# START OF Record extracts

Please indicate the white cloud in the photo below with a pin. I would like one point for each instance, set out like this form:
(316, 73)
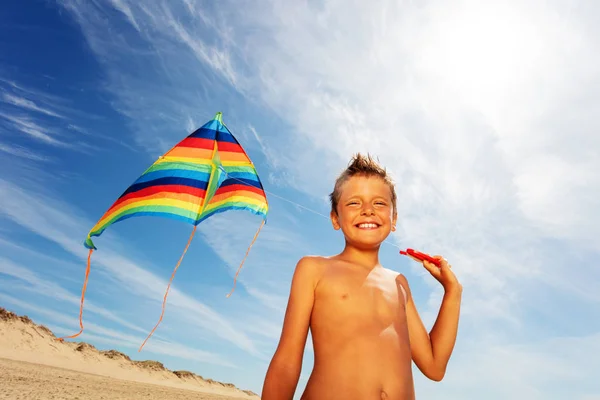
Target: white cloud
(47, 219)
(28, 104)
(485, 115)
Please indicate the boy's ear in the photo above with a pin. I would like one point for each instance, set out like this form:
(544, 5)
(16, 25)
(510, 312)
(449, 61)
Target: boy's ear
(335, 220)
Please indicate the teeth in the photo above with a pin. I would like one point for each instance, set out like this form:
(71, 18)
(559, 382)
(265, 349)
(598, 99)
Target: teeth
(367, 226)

# END OF Record extracts
# START OF Record extracts

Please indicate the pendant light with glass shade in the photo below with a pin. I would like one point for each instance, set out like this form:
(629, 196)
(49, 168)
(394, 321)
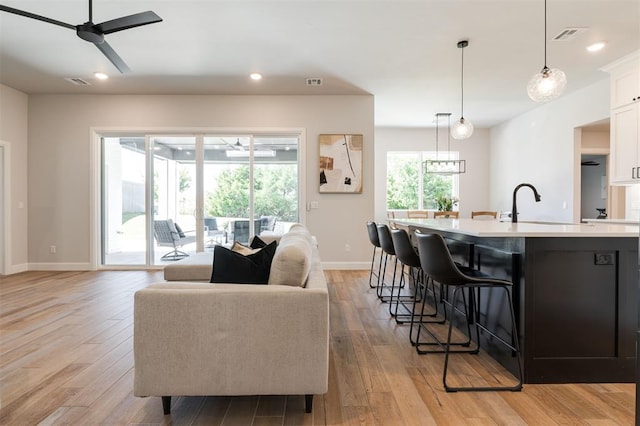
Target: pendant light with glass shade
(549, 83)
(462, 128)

# END OF Record extracts

» Exercise directions
Pick out each line of the entries above that contains the word "cloud", and copy those lines.

» Result of this exercise
Please indicate the white cloud in the photo below with a pin. I would like one point for each instance, set out like this form:
Target: white cloud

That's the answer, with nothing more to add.